Given information: Begin
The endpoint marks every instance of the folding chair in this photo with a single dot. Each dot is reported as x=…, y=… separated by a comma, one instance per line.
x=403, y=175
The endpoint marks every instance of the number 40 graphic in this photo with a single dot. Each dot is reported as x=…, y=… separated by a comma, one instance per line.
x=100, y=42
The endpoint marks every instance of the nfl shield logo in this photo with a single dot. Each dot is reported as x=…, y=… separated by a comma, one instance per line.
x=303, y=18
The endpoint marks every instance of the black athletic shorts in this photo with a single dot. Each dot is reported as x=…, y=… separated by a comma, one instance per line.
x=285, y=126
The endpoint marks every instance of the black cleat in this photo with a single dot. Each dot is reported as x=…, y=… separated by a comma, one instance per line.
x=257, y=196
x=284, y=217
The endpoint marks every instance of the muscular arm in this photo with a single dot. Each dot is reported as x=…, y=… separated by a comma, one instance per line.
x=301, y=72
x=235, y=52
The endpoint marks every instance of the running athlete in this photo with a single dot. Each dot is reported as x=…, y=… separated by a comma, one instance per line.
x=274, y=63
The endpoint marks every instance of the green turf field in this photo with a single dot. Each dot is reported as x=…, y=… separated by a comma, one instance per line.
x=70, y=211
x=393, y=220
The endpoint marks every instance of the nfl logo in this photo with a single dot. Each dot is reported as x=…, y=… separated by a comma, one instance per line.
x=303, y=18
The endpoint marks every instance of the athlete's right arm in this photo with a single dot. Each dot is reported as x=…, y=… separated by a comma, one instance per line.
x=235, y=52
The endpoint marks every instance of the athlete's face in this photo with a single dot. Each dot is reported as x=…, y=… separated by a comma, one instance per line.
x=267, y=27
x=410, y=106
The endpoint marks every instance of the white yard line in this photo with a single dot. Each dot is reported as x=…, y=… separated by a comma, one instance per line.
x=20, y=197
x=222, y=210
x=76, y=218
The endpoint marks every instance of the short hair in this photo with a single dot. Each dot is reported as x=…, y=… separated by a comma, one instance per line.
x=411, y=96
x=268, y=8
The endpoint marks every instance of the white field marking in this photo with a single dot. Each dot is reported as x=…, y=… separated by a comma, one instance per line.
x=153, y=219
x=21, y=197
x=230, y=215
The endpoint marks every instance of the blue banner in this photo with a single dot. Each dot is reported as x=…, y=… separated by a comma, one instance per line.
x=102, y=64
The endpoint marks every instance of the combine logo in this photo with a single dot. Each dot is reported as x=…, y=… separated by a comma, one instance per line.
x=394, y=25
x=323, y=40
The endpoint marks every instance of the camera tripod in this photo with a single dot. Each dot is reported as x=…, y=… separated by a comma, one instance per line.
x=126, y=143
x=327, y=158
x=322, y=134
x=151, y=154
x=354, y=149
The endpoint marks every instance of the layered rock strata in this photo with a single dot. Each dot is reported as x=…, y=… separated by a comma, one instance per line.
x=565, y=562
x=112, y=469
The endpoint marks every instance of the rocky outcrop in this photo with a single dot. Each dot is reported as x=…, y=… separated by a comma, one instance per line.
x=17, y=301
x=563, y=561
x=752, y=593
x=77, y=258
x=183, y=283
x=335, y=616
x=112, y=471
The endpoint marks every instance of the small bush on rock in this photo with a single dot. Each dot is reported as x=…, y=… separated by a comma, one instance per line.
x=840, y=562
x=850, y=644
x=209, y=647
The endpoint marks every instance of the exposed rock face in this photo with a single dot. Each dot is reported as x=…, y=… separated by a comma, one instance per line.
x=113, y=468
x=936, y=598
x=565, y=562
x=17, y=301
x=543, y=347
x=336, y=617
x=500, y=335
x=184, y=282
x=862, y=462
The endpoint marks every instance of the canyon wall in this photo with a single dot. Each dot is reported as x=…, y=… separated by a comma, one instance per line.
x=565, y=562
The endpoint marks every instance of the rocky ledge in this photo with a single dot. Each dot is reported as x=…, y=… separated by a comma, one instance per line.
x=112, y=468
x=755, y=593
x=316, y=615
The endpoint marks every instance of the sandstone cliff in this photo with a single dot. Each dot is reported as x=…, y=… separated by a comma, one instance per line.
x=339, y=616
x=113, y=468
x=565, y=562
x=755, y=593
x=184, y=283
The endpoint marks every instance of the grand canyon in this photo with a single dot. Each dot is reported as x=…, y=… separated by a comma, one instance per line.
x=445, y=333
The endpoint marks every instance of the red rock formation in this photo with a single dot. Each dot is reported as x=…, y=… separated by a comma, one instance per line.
Given information: End
How to complete this task >>
Returned text must match every record word for word.

Answer section >>
The endpoint marks every instance of the folding chair in this photo with a single dot. Each dot is reported as x=…, y=… separated by a comma, one instance per line.
x=403, y=175
The endpoint marks every instance of the number 40 graphic in this photo with a single dot. Each dot is reported as x=…, y=… separated by a comma, one instance per line.
x=100, y=42
The endpoint marks every instance of the nfl shield logo in this photo with a single dot. Each dot is reported as x=…, y=… separated by a comma, one instance per line.
x=303, y=18
The endpoint marks every instance of the black athletic shorts in this photo with a single dot. Each dot is reported as x=…, y=… separated by a comma, one instance per line.
x=285, y=126
The endpoint marks every instance of the black cleat in this photo with a single dot. Each dot is reported as x=…, y=… separated by a comma, one instance per line.
x=257, y=196
x=284, y=217
The endpoint marks every instance of the muscular arm in this photo with a single dot. Each dot is reported as x=…, y=… separated by a comma, one instance per line.
x=301, y=72
x=235, y=52
The endpoint marks every instance of the running athlete in this photo with a single dot. Each dot is reported as x=…, y=… separated by a comma, one instance per line.
x=274, y=63
The endpoint marks every instance of the green turf field in this photo with a single dot. Each dot is reported as x=…, y=… separated by a comma, one instance per line.
x=70, y=211
x=393, y=220
The endpoint marks every instance of the nfl logo in this photo with a single dot. Each dot is reported as x=…, y=… separated by a comma, one instance per line.
x=303, y=18
The endpoint marks every instance of the athlete's right arm in this photo with a single dot. Each dot is reported as x=…, y=… separated by a comma, one instance per line.
x=235, y=52
The endpoint marks every instance of the athlete's face in this photo with a single dot. Each dot is reported as x=…, y=… separated by a comma, one instance per line.
x=267, y=27
x=410, y=106
The endpoint marks every instance of the white yard line in this photo with a single dot. Each dot is reported as x=…, y=… separated by a comma, one instance per line.
x=20, y=197
x=222, y=210
x=76, y=218
The endpoint marks every instance of the short hair in this photo with a single dot. Each dot is reported as x=…, y=… separated by a comma, one instance per line.
x=411, y=96
x=268, y=8
The endpoint marks every instance of the white field marking in this photo with a single dot. Each dot is reported as x=…, y=… separated by a comma, one instance per line.
x=153, y=219
x=21, y=197
x=230, y=215
The endpoint marks every instance of the blue banner in this photo with a single dot. Each dot is reported as x=…, y=… separated by a comma, one instance per line.
x=102, y=64
The endpoint marks every instance of the combine logo in this photo with a single dot. Each dot is reported as x=…, y=… separated by a comma, one instance per line.
x=394, y=25
x=323, y=40
The endpoint marks every instance of the camera tripod in this photo with a single dot. Each dot is reported as x=…, y=… separated by a comma, one instance per line.
x=126, y=143
x=327, y=158
x=322, y=134
x=151, y=154
x=354, y=149
The endpoint marks every instance of the layered rock strata in this photo with a single dot. Each dot is reported as x=…, y=… separated by a comma, one instance per line.
x=565, y=562
x=112, y=469
The endpoint marks every instance of the rocky outcrop in this photo with a single dot. Each dot is reported as x=…, y=… separated by a comma, one instance per line.
x=17, y=301
x=563, y=561
x=752, y=593
x=77, y=258
x=183, y=283
x=335, y=616
x=112, y=471
The endpoint marks every instance of the small bush on rock in this photo with a single dot. Each dot is reported as x=…, y=… separated by a comma, one instance per line.
x=840, y=562
x=850, y=644
x=209, y=647
The endpoint marks every instance of the exposed rock face in this photo with a single dot. Each dot is reported as x=…, y=… separated by a comma, one instance per line.
x=113, y=468
x=936, y=598
x=565, y=562
x=17, y=301
x=543, y=347
x=336, y=617
x=500, y=335
x=184, y=282
x=862, y=462
The endpoint marks every instance of the canyon wall in this photo with a single dot. Each dot is reported as x=…, y=… separated by a comma, one instance per line.
x=565, y=562
The endpoint marks every instance of the rocky ledge in this photo with a single dot. Each dot is reported as x=…, y=… separated by a comma, one instance per line.
x=112, y=468
x=755, y=593
x=316, y=615
The endpoint marks every instance of the sandstone cliff in this photo with a single dot. Each dot is reported as x=…, y=… separated by a comma, one instance per line.
x=339, y=616
x=113, y=468
x=565, y=562
x=755, y=593
x=184, y=283
The endpoint marks every instance of the grand canyon in this photo with a single dot. Each dot is reported as x=…, y=… separated by a comma, one instance per line.
x=445, y=333
The endpoint marks every instance of the red rock formation in this photo with a single dot. Each dot is reported as x=…, y=… separated by a comma, one instance per line.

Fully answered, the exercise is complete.